Records for processing ▸
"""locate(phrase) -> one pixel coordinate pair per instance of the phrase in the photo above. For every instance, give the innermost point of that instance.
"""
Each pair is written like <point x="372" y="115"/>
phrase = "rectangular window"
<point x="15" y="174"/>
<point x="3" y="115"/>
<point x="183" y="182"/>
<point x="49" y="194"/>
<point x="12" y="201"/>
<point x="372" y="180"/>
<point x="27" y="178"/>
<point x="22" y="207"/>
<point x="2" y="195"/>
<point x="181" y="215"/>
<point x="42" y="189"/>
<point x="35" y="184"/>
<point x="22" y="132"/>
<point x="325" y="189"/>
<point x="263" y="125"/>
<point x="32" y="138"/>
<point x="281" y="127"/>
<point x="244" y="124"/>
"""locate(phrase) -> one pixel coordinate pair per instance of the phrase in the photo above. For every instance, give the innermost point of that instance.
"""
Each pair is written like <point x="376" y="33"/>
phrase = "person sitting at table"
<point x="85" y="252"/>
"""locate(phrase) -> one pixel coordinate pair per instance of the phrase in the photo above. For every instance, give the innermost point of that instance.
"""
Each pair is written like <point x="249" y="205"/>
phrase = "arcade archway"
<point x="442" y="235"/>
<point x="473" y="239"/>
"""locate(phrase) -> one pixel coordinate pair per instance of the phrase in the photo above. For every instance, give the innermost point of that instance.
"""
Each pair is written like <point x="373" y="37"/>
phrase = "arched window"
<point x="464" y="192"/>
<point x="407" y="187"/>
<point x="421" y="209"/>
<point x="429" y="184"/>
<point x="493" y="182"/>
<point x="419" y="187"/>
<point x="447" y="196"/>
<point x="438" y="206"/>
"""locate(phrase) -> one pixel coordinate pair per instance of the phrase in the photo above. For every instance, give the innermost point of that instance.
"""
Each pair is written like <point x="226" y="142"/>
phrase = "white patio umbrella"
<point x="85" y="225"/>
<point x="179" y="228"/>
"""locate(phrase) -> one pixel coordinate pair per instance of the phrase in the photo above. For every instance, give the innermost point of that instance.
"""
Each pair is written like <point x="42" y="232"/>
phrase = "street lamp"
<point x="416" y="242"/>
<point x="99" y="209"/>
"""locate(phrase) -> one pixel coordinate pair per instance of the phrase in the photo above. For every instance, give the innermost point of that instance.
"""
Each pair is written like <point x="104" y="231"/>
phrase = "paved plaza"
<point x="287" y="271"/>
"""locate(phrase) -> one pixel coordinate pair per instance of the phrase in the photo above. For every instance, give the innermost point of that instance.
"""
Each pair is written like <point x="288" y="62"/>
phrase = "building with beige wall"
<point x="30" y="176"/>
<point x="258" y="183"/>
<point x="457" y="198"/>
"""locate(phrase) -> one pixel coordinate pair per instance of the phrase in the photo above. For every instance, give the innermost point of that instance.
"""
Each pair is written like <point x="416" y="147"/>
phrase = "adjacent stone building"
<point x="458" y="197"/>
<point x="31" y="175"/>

Directions for this task ▸ Set out the complete listing exactly as shown.

Final result ▸
"""locate(phrase) -> one pixel coordinate pair per instance of the phrase in the photo above. For every instance, give the innermost point of that instance.
"""
Each pair is written like <point x="372" y="115"/>
phrase = "rectangular window"
<point x="15" y="174"/>
<point x="3" y="115"/>
<point x="183" y="182"/>
<point x="49" y="194"/>
<point x="12" y="201"/>
<point x="372" y="180"/>
<point x="27" y="178"/>
<point x="22" y="207"/>
<point x="2" y="195"/>
<point x="181" y="215"/>
<point x="42" y="189"/>
<point x="35" y="184"/>
<point x="22" y="132"/>
<point x="325" y="189"/>
<point x="263" y="125"/>
<point x="32" y="138"/>
<point x="281" y="127"/>
<point x="244" y="124"/>
"""locate(phrase) -> one pixel coordinate pair per instance of the phrase in the photo above. For every instance, give the innermost point of that instance.
"""
Each pair is written like <point x="376" y="33"/>
phrase = "person sitting at table"
<point x="85" y="252"/>
"""locate(phrase) -> one pixel coordinate pair per instance of the phrase in the photo above. For every instance, give the innermost point of that instance.
"""
Each pair is written like <point x="249" y="205"/>
phrase = "arcade archway"
<point x="442" y="235"/>
<point x="473" y="239"/>
"""locate(phrase) -> one pixel coordinate pair per instance of the phrase in the photo above. For every instance, give the innermost point of that instance.
"""
Each pair is written like <point x="373" y="37"/>
phrase = "arched window"
<point x="464" y="192"/>
<point x="407" y="187"/>
<point x="421" y="209"/>
<point x="429" y="184"/>
<point x="493" y="182"/>
<point x="419" y="187"/>
<point x="447" y="196"/>
<point x="438" y="206"/>
"""locate(phrase) -> one pixel coordinate pair per instance of the phrase in the photo above. For every instance, give the innermost point of that instance.
"""
Each pair is written like <point x="226" y="142"/>
phrase = "white patio umbrella"
<point x="85" y="225"/>
<point x="179" y="228"/>
"""locate(phrase) -> one pixel coordinate pair per instance of the phrase in the photo above. For every instance, give the innermost point of that instance.
"""
Each pair is written like <point x="42" y="232"/>
phrase = "street lamp"
<point x="416" y="242"/>
<point x="99" y="209"/>
"""locate(phrase) -> one pixel coordinate pair per instance of the phrase in the photo above. For every instance, give the innermost point of that instance.
"""
Each pair is written like <point x="104" y="231"/>
phrase = "paved plaza"
<point x="287" y="271"/>
"""locate(phrase) -> one pixel coordinate pair per instance of the phrase in the photo above. For every instance, give the innermost point of that instance.
"""
Each pair is written like <point x="288" y="62"/>
phrase = "building with beige wall"
<point x="30" y="176"/>
<point x="258" y="183"/>
<point x="457" y="198"/>
"""locate(phrase) -> one pixel coordinate pair per instance of the phrase in the photo above. For every instance, give the innermost point of that instance.
"""
Each pair is written like <point x="416" y="147"/>
phrase = "adjacent stone building"
<point x="458" y="197"/>
<point x="31" y="175"/>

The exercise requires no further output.